**About this task:**
Retype all the data word for word.
--- START ---
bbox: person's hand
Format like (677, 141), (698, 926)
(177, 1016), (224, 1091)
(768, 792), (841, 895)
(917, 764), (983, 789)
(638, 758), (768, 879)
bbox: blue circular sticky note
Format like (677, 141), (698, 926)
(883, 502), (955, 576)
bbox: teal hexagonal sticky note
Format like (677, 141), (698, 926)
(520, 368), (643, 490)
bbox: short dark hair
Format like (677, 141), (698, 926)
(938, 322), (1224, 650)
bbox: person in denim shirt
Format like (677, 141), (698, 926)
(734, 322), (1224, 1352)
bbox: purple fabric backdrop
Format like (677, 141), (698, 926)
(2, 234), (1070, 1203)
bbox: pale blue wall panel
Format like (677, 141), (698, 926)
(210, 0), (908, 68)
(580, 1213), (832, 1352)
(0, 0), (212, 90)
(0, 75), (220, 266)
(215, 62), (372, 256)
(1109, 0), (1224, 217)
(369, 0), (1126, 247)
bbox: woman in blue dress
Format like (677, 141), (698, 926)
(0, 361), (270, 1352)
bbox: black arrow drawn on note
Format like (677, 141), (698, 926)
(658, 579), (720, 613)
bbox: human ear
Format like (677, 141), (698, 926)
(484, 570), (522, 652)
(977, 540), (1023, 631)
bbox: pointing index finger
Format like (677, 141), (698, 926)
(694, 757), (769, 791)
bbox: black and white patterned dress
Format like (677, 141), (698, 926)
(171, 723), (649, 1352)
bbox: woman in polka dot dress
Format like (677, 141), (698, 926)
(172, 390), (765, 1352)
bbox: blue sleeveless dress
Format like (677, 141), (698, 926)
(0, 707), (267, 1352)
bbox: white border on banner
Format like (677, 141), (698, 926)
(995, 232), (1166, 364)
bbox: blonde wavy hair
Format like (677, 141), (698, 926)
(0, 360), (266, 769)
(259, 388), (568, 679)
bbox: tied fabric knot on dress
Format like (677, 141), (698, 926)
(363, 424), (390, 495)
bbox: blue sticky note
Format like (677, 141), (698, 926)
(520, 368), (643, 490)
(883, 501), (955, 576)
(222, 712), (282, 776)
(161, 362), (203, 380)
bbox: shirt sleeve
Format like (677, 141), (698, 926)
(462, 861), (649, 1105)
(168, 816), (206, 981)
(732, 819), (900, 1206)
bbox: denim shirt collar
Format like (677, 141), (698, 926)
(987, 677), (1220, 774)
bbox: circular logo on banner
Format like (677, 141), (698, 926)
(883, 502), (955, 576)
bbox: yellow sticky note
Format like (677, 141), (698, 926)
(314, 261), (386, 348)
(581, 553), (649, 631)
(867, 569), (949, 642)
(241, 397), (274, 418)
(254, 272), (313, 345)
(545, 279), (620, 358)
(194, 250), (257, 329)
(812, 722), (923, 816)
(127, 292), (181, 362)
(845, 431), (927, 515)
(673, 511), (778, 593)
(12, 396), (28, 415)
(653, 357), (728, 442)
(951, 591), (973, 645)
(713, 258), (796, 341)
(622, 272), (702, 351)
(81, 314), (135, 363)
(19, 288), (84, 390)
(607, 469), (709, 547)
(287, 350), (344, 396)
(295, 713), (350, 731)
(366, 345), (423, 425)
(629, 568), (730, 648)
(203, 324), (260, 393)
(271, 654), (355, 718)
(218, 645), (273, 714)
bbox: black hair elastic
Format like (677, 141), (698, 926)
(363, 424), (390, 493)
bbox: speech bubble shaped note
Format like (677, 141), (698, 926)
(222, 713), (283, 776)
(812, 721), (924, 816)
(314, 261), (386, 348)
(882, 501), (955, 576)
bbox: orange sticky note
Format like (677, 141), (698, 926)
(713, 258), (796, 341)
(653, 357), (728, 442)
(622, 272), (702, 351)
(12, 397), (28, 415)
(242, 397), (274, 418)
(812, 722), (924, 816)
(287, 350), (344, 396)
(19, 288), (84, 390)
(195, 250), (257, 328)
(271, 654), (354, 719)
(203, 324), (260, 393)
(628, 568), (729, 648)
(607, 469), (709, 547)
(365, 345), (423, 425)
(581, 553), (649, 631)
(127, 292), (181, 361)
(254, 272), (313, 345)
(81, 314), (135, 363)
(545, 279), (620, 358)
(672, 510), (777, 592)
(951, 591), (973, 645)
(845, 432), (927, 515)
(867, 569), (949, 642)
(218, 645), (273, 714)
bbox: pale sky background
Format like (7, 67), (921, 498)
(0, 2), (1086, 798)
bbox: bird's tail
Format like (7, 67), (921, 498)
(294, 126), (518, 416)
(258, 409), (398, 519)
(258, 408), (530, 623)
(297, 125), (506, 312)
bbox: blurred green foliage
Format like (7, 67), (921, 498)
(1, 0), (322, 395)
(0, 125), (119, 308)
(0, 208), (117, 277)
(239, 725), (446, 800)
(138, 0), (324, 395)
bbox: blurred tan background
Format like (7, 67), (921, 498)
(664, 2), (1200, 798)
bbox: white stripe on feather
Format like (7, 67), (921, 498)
--- END ---
**Expected output:**
bbox: person's hand
Format like (677, 141), (698, 926)
(177, 1016), (224, 1091)
(768, 792), (841, 895)
(917, 764), (983, 789)
(638, 758), (768, 879)
bbox: blue circular sticky note
Format like (677, 141), (698, 926)
(883, 502), (955, 576)
bbox: teal hexagonal sticky note
Format like (677, 141), (698, 926)
(520, 368), (643, 490)
bbox: short dark hair
Format like (677, 141), (698, 926)
(938, 322), (1224, 650)
bbox: person in denim shirt
Format like (677, 141), (698, 926)
(734, 322), (1224, 1352)
bbox: purple fabric backdrop
Format like (677, 141), (698, 926)
(2, 234), (1070, 1203)
bbox: pale blue wall panel
Format like (677, 141), (698, 926)
(210, 0), (908, 68)
(580, 1213), (832, 1352)
(0, 0), (212, 90)
(0, 75), (220, 266)
(215, 62), (372, 256)
(1109, 0), (1224, 217)
(369, 0), (1126, 247)
bbox: woman in blue dress
Format like (677, 141), (698, 926)
(0, 361), (270, 1352)
bbox: black arrow drawn on note
Format like (677, 141), (698, 926)
(658, 579), (720, 613)
bbox: human ear
Format like (677, 141), (698, 926)
(484, 570), (522, 652)
(977, 540), (1023, 631)
bbox: pointing index finger
Format like (677, 141), (698, 926)
(694, 757), (769, 791)
bbox: black and white patterned dress
Format like (677, 141), (698, 926)
(171, 723), (649, 1352)
bbox: woman in polka dot dress
Format like (677, 141), (698, 926)
(172, 390), (765, 1352)
bbox: blue sleeveless dress
Format like (677, 141), (698, 926)
(0, 707), (267, 1352)
bbox: white border on banner
Format like (677, 141), (698, 926)
(995, 232), (1166, 364)
bbox: blonde wavy hair
Format like (677, 141), (698, 926)
(0, 360), (266, 769)
(259, 388), (568, 679)
bbox: tied fabric knot on dress
Format like (677, 141), (698, 926)
(363, 424), (390, 495)
bbox: blue sticky note
Format like (677, 141), (698, 926)
(520, 368), (643, 490)
(883, 501), (955, 576)
(222, 712), (282, 776)
(161, 362), (203, 380)
bbox: shirt sleeve
Format like (677, 141), (698, 926)
(462, 861), (649, 1105)
(168, 816), (206, 981)
(732, 819), (900, 1206)
bbox: denim shirt collar
Format like (677, 141), (698, 926)
(987, 677), (1220, 774)
bbox: circular logo on banner
Format like (677, 141), (698, 926)
(883, 502), (955, 576)
bbox: yellow sticky note
Format like (677, 141), (698, 926)
(314, 261), (386, 348)
(581, 553), (649, 631)
(867, 569), (949, 642)
(241, 397), (274, 418)
(254, 272), (313, 345)
(545, 279), (620, 358)
(194, 250), (257, 329)
(812, 722), (923, 816)
(127, 292), (181, 362)
(845, 431), (927, 515)
(673, 511), (778, 593)
(12, 396), (28, 415)
(653, 357), (728, 442)
(951, 591), (973, 645)
(713, 258), (796, 341)
(622, 272), (702, 351)
(81, 314), (135, 363)
(19, 288), (84, 390)
(607, 469), (709, 547)
(287, 350), (344, 396)
(295, 713), (350, 731)
(366, 345), (423, 425)
(629, 568), (730, 648)
(203, 324), (260, 393)
(271, 654), (355, 718)
(218, 645), (273, 714)
bbox: black hair elastic
Format like (677, 141), (698, 926)
(363, 424), (390, 493)
bbox: speech bubble shaped note
Format like (677, 141), (698, 926)
(222, 713), (283, 776)
(812, 721), (924, 816)
(314, 261), (386, 348)
(882, 501), (955, 576)
bbox: orange sticky note
Format like (677, 141), (698, 926)
(713, 258), (796, 341)
(653, 357), (728, 442)
(622, 272), (702, 351)
(12, 397), (28, 415)
(242, 397), (274, 418)
(812, 722), (924, 816)
(287, 350), (344, 396)
(19, 288), (84, 390)
(195, 250), (257, 328)
(271, 654), (354, 719)
(203, 324), (260, 393)
(628, 568), (729, 648)
(607, 469), (709, 547)
(365, 345), (423, 425)
(581, 553), (649, 631)
(127, 292), (181, 361)
(254, 272), (313, 345)
(81, 314), (135, 363)
(545, 279), (620, 358)
(672, 510), (777, 592)
(951, 591), (973, 645)
(845, 432), (927, 515)
(867, 569), (949, 642)
(218, 645), (273, 714)
bbox: pale sky background
Format like (7, 67), (921, 498)
(0, 2), (1086, 798)
bbox: bird's tail
Format like (7, 67), (921, 498)
(294, 126), (518, 416)
(258, 409), (398, 519)
(258, 408), (530, 623)
(297, 125), (506, 312)
bbox: blurred green foliage
Format like (7, 67), (921, 498)
(1, 0), (322, 395)
(0, 125), (119, 308)
(0, 208), (117, 277)
(239, 725), (446, 800)
(138, 0), (324, 395)
bbox: blurred tan background
Format like (7, 67), (921, 498)
(664, 2), (1200, 798)
bbox: white stripe on feather
Format like (7, 67), (921, 498)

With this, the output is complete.